▸ Excerpt provided
======

2019-10-14 Thread Tvrtko Ursulin


On 14/10/2019 14:34, Chris Wilson wrote:

Quoting Tvrtko Ursulin (2019-10-14 14:10:30)


On 14/10/2019 13:21, Chris Wilson wrote:

Quoting Tvrtko Ursulin (2019-10-14 13:11:46)


On 14/10/2019 10:07, Chris Wilson wrote:

Normally, we rely on our hangcheck to prevent persistent batches from
hogging the GPU. However, if the user disables hangcheck, this mechanism
breaks down. Despite our insistence that this is unsafe, the users are
equally insistent that they want to use endless batches and will disable
the hangcheck mechanism. We are looking at perhaps replacing hangcheck
with a softer mechanism, that sends a pulse down the engine to check if
it is well. We can use the same preemptive pulse to flush an active
persistent context off the GPU upon context close, preventing resources
being lost and unkillable requests remaining on the GPU after process
termination. To avoid changing the ABI and accidentally breaking
existing userspace, we make the persistence of a context explicit and
enable it by default (matching current ABI). Userspace can opt out of
persistent mode (forcing requests to be cancelled when the context is
closed by process termination or explicitly) by a context parameter. To
facilitate existing use-cases of disabling hangcheck, if the modparam is
disabled (i915.enable_hangcheck=0), we disable persistence mode by
default.  (Note, one of the outcomes for supporting endless mode will be
the removal of hangchecking, at which point opting into persistent mode
will be mandatory, or maybe the default perhaps controlled by cgroups.)

v2: Check for hangchecking at context termination, so that we are not
left with undying contexts from a crafty user.
v3: Force context termination even if forced-preemption is disabled.

======

▸ Material

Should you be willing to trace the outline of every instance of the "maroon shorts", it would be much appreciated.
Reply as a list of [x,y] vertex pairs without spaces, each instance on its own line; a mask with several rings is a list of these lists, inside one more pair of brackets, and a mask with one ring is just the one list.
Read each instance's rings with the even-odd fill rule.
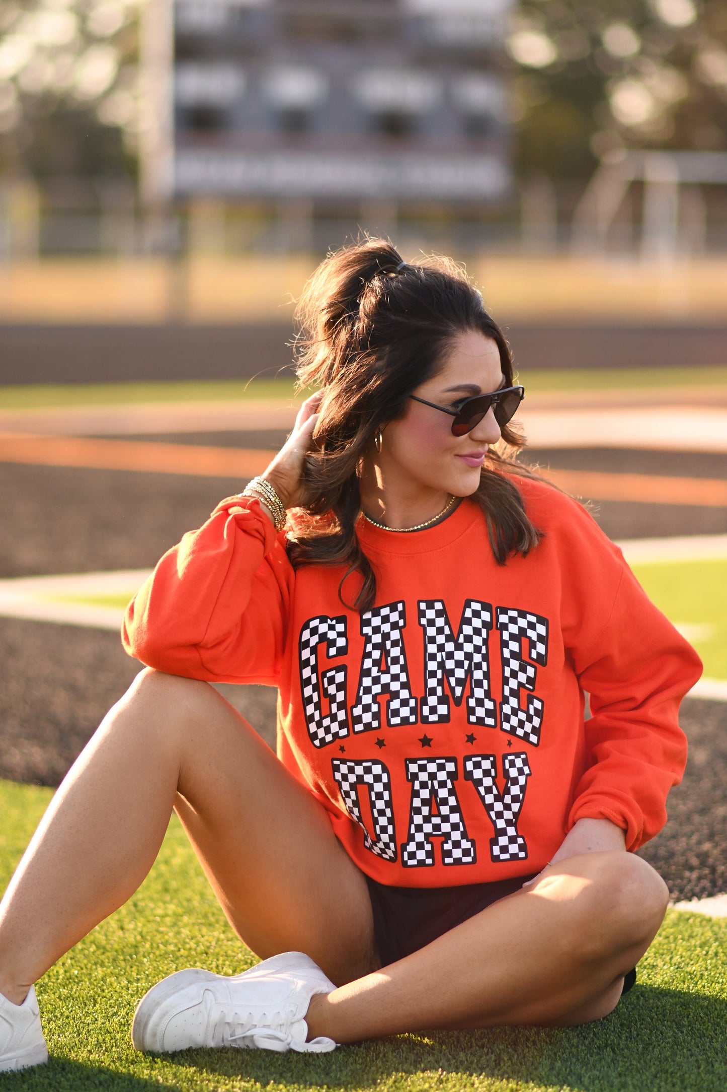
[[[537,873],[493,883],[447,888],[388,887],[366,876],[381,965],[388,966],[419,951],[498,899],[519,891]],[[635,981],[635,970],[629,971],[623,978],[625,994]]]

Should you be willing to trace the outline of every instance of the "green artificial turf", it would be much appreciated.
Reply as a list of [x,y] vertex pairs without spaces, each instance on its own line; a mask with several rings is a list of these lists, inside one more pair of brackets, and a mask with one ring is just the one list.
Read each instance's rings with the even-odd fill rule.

======

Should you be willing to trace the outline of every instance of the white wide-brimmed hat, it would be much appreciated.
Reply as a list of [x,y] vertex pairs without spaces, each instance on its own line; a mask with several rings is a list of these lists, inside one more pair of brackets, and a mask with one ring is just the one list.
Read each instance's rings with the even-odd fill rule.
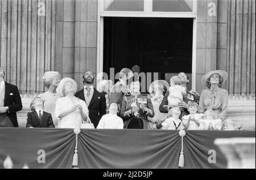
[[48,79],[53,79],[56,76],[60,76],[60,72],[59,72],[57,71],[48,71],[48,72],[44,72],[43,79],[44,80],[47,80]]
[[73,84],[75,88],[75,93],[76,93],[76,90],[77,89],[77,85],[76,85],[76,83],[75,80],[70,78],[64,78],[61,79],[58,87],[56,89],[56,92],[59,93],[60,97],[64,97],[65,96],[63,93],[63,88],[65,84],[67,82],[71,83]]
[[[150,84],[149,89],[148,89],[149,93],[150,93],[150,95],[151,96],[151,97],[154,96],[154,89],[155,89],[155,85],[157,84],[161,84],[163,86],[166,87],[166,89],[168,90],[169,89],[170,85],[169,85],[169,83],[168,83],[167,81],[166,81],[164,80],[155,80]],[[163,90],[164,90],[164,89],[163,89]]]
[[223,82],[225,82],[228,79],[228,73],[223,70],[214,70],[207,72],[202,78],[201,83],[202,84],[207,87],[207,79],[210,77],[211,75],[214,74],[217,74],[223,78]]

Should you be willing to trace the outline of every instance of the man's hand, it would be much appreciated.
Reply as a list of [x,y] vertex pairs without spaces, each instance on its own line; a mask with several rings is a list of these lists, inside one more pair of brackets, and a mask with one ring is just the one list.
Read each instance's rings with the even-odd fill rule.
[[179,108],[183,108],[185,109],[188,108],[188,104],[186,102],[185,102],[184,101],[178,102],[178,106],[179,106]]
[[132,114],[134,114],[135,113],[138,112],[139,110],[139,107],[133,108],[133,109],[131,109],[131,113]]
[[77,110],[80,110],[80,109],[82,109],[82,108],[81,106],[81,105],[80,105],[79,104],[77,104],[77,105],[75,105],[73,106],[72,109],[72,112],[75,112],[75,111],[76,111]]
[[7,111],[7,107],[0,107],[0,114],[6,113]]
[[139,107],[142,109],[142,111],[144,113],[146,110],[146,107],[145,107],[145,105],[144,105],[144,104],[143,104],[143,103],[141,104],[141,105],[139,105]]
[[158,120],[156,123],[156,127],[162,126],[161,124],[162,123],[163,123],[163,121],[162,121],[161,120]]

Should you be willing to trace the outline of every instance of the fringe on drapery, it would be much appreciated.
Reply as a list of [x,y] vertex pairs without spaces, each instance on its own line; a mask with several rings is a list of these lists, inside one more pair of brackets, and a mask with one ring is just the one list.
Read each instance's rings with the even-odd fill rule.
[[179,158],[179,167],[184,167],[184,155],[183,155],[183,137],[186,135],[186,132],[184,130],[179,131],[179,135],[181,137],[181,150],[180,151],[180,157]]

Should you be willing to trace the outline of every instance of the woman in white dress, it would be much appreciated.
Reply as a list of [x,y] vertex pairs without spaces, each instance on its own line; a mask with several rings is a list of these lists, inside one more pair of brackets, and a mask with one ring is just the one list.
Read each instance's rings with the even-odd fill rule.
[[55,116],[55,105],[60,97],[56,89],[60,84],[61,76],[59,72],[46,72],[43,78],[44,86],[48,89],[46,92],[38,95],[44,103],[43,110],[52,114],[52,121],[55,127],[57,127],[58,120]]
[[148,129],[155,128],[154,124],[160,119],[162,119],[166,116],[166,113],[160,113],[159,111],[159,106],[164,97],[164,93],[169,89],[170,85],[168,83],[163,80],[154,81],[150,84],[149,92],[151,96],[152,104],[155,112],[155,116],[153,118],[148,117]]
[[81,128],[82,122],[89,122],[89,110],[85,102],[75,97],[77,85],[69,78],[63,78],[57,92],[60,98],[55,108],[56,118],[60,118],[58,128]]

======

▸ Required actions
1. List the times shown in the lines of the mailing-list excerpt that report when Chris Wilson wrote.
2. Answer these from the mailing-list excerpt:
(a) Which module parameter setting disables hangcheck?
(b) What does v3 change?
(c) What is persistence enabled by default to match?
3. Reproduce the stretch of the mailing-list excerpt from "2019-10-14 Thread Tvrtko" through "Ursulin (2019-10-14 13:11:46)".
The material plays no part in any of this work.

▸ Outputs
1. 14:34, 13:21 and 10:07, all on 14/10/2019.

2.
(a) i915.enable_hangcheck=0
(b) It forces context termination even if forced-preemption is disabled.
(c) The current ABI.

3.
2019-10-14 Thread Tvrtko Ursulin


On 14/10/2019 14:34, Chris Wilson wrote:

Quoting Tvrtko Ursulin (2019-10-14 14:10:30)


On 14/10/2019 13:21, Chris Wilson wrote:

Quoting Tvrtko Ursulin (2019-10-14 13:11:46)